Consigne 1: D'après le texte sur Bojan Krkic, quel club l'attaquant rejoint-il à l'été 2011 ?
Consigne 2:
Ces affirmations concordent-elles avec le texte sur Bojan Krkic ? Pour chacune, répondez par oui ou non en citant les mots décisifs du texte.
(a) Bojan Krkic a disputé l'Euro avec l'Espagne.
(b) Bojan Krkic est le premier joueur du Barça à atteindre 100 matchs.
(c) Lors de sa première saison à la Roma, Bojan Krkic a marqué sept buts en championnat.

Intronisé par ce dernier à la Masia, qui avait accepté en 1997 un poste d'assistant au sein du club, Bojan Krkic monte en flèche sous les ordres de Frank Rijkaard, qui lui accorde une confiance sans faille. Rapidement, il est comparé à Lionel Messi en référence à ses records de précocité, alimentant encore un peu plus la destinée d'une carrière riche en succès.
La pression médiatique
Dès le 1er février 2008, Bojan est convoqué par le sélectionneur espagnol en marge d'une rencontre amicale face à l'Équipe de France. Peu de temps avant le début des échéances, l'Espagnol est pris d'une crise soudaine de panique, l'empêchant de prendre part à sa première sélection avec la Roja. Complètement tétanisé par ces événements précipités, il fait part à Luis Aragonés de sa décision de ne pas disputer l'Euro avec l'Espagne. Il attendra finalement le 10 septembre pour connaître son grand baptême.
Moins en verve sur le plan personnel en Liga au cours de la saison suivante, l'international espagnol s'illustre en revanche dans la plus prestigieuse des compétitions européennes en devenant le deuxième plus jeune buteur de l'histoire de la compétition, en marge d'un quart de finale face à Schalke 04 où il débloque la rencontre.
Membre indéfectible du sextuplé inédit à l'issue de cet exercice, Bojan Krkic en profite pour devenir, à seulement 19 ans, le premier joueur du Barça à atteindre la barre symbolique des 100 matchs. Une performance inédite qui relance encore un peu plus la comparaison avec la Pulga qui s'avère finalement être son cousin, suite à des révélations de la presse catalane en 2011.
La découverte de la Serie A
Malgré plusieurs apparitions au cours des deux saisons suivantes, l'attaquant catalan n'arrive plus à soutenir sportivement la comparaison avec l'international argentin.
Considéré comme un super-sub en Catalogne, le joueur doit se contenter d'un temps de jeu famélique en C1, qui est légèrement compensé par des sorties de banc en Liga sous les ordres de Pep Guardiola qui dispose alors d'une pléiade de stars sur le front de l'attaque. Rapidement convaincu par un départ à l'été 2011 afin de redonner un coup de fouet à sa carrière, Bojan Krkic s'engage en faveur de la Roma dans l'espoir de fuir la pression médiatique qui règne à Barcelone.
Débarqué au club de la Louve contre une indemnité de transfert évaluée à 12 millions d'euros avec une priorité de rachat, valable pendant une période de deux ans, Bojan Krkic retrouve son ancien entraîneur, Luis Enrique, qui officiait auparavant avec l'équipe B du Barça.
Loin d'être dépaysé par son nouveau club et l'appréhension d'un nouveau championnat, quelque peu plus exigeant tactiquement, l'Espagnol conclut un premier exercice encourageant en prenant part à 33 rencontres en championnat (sept buts). Finalement, le joueur s'envole un an plus tard à Milan,, sous la forme d'un prêt dans le cadre du nouveau projet sportif mis en place par le club lombard.

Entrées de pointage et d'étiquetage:
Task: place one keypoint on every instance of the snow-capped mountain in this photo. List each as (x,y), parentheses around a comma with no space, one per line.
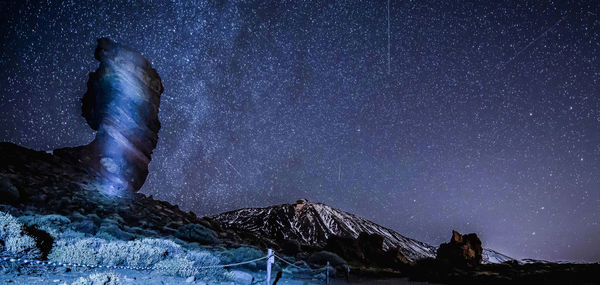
(492,256)
(313,223)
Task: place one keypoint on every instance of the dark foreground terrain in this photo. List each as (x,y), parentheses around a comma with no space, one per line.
(46,191)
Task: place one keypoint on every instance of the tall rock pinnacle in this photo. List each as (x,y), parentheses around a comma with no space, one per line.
(121,104)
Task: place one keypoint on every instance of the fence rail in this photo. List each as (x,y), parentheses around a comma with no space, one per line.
(270,257)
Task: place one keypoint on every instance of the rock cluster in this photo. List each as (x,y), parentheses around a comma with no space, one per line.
(461,250)
(121,104)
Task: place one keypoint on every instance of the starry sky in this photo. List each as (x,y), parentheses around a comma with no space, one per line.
(423,116)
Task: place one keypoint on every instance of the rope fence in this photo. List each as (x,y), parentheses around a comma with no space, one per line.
(270,257)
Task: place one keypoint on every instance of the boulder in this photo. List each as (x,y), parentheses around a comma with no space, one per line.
(121,105)
(196,233)
(43,240)
(461,250)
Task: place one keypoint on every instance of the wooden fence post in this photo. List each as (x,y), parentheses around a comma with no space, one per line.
(270,259)
(327,282)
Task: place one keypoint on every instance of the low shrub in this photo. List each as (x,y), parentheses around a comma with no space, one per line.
(15,240)
(99,279)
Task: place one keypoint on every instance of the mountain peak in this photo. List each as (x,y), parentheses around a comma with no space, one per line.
(312,223)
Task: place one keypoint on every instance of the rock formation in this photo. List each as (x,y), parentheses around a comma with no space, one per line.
(461,250)
(121,104)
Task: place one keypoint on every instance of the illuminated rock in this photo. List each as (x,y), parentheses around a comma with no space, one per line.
(121,104)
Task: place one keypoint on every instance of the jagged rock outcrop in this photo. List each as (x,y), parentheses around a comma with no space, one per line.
(461,250)
(121,104)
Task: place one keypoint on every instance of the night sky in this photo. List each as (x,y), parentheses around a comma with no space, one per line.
(468,115)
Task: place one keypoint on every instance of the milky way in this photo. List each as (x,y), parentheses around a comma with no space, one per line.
(475,116)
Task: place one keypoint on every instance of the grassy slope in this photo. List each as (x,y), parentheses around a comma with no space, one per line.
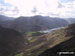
(44,42)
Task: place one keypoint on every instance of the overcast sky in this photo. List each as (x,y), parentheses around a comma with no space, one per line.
(53,8)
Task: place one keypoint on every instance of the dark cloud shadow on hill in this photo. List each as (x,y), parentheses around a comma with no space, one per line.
(11,42)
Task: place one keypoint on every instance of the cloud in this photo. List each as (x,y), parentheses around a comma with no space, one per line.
(58,8)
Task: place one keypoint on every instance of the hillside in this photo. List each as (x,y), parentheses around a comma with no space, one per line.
(34,23)
(66,46)
(11,42)
(39,44)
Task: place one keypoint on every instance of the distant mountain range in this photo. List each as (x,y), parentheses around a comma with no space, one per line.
(34,23)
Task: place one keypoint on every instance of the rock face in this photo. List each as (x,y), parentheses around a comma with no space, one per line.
(66,46)
(11,42)
(34,23)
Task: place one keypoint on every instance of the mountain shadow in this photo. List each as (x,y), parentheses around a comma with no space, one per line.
(66,46)
(11,42)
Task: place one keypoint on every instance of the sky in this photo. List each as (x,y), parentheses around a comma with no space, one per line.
(52,8)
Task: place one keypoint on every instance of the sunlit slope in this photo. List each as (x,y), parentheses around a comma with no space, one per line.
(40,43)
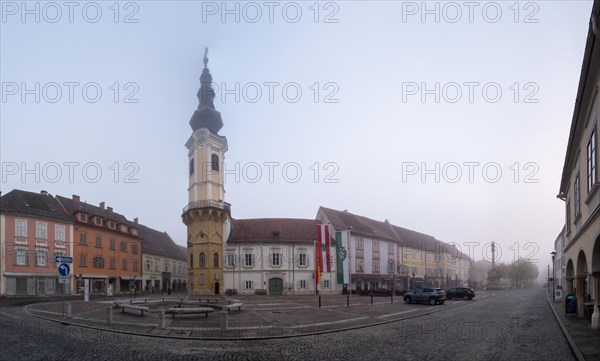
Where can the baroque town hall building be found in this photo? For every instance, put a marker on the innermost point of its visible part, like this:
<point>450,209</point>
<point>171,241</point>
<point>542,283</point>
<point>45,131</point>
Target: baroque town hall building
<point>278,255</point>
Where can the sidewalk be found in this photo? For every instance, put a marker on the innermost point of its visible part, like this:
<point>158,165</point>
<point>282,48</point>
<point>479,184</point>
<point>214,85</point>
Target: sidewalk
<point>583,339</point>
<point>260,316</point>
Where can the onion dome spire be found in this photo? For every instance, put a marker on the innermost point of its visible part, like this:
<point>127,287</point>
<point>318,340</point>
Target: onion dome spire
<point>206,116</point>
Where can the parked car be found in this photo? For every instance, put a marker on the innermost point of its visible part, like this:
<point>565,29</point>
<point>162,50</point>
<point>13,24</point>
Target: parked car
<point>377,292</point>
<point>432,295</point>
<point>466,293</point>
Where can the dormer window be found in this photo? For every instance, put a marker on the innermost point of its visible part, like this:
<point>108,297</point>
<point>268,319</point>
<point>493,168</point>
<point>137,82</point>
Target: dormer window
<point>214,161</point>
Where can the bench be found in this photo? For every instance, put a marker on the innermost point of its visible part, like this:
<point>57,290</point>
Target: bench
<point>208,300</point>
<point>134,307</point>
<point>237,305</point>
<point>190,310</point>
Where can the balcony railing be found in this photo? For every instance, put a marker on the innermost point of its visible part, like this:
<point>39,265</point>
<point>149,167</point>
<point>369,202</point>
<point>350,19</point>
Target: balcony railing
<point>208,204</point>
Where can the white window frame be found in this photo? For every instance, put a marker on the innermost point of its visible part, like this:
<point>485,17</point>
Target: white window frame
<point>59,233</point>
<point>276,259</point>
<point>591,160</point>
<point>303,260</point>
<point>21,228</point>
<point>21,258</point>
<point>360,265</point>
<point>248,260</point>
<point>230,260</point>
<point>41,230</point>
<point>41,257</point>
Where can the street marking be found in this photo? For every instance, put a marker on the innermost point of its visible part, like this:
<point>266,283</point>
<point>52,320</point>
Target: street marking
<point>9,315</point>
<point>397,313</point>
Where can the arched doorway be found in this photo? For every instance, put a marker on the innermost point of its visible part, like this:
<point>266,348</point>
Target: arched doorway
<point>581,286</point>
<point>596,283</point>
<point>275,286</point>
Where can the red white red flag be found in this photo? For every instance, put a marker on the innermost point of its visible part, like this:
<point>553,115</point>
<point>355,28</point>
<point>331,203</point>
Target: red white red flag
<point>323,248</point>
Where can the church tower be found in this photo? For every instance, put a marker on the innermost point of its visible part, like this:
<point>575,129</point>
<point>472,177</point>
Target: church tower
<point>207,215</point>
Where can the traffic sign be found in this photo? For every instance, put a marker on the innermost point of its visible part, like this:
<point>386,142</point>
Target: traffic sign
<point>63,259</point>
<point>64,269</point>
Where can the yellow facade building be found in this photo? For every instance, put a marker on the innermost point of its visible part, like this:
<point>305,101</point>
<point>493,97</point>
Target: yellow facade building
<point>207,215</point>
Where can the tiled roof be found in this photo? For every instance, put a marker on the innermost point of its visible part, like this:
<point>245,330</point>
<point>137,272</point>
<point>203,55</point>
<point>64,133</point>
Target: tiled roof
<point>182,251</point>
<point>417,239</point>
<point>274,230</point>
<point>33,204</point>
<point>159,243</point>
<point>73,206</point>
<point>341,220</point>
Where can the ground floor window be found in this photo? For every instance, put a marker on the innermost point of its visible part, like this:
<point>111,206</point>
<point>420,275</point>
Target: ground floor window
<point>34,286</point>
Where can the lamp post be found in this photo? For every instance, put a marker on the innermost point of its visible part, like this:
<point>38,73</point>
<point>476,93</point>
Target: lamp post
<point>548,284</point>
<point>553,253</point>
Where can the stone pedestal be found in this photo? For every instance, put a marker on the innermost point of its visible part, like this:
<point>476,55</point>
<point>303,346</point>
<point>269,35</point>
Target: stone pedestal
<point>596,314</point>
<point>109,314</point>
<point>580,285</point>
<point>569,286</point>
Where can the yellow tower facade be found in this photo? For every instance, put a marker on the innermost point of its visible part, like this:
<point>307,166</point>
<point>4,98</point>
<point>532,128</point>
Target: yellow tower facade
<point>207,215</point>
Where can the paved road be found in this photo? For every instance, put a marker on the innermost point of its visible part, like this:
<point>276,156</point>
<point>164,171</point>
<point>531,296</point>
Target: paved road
<point>516,325</point>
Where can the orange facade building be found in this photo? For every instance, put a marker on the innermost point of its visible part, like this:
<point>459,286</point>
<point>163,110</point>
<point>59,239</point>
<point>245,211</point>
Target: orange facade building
<point>34,229</point>
<point>107,249</point>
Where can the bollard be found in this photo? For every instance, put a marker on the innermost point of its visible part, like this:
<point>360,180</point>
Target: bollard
<point>161,319</point>
<point>109,314</point>
<point>224,320</point>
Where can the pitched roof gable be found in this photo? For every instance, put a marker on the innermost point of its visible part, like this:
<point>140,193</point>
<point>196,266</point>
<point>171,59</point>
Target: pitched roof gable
<point>274,230</point>
<point>33,204</point>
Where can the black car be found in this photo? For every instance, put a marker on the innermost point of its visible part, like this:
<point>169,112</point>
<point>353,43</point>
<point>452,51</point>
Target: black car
<point>433,296</point>
<point>466,293</point>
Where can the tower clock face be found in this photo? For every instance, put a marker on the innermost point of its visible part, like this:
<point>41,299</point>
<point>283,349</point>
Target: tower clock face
<point>201,138</point>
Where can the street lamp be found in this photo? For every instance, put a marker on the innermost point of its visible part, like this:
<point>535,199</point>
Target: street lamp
<point>548,284</point>
<point>553,253</point>
<point>392,263</point>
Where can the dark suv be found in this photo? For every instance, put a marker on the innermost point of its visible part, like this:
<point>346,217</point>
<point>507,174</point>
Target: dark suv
<point>432,295</point>
<point>466,293</point>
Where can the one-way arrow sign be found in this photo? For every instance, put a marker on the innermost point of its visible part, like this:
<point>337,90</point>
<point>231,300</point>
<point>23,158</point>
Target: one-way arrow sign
<point>63,259</point>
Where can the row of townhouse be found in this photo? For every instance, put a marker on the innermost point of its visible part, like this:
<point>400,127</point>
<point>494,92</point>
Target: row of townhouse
<point>278,256</point>
<point>107,249</point>
<point>578,245</point>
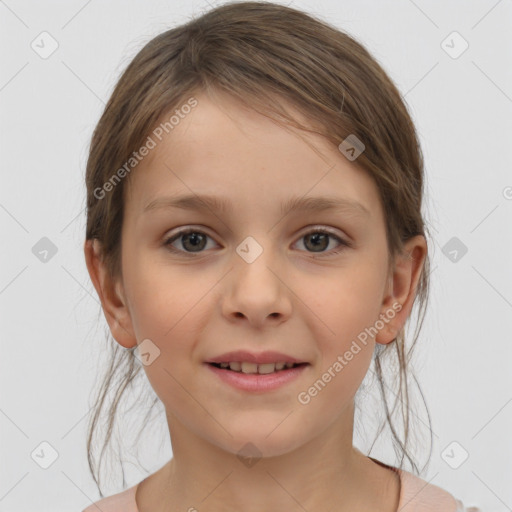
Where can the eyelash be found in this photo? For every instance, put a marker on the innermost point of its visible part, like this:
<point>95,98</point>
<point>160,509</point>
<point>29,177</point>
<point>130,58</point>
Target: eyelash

Réponse 1: La Roma.

Réponse 2:
(a) Non : « il fait part à Luis Aragonés de sa décision de ne pas disputer l'Euro avec l'Espagne ».
(b) Oui : « le premier joueur du Barça à atteindre la barre symbolique des 100 matchs ».
(c) Oui : « en prenant part à 33 rencontres en championnat (sept buts) ».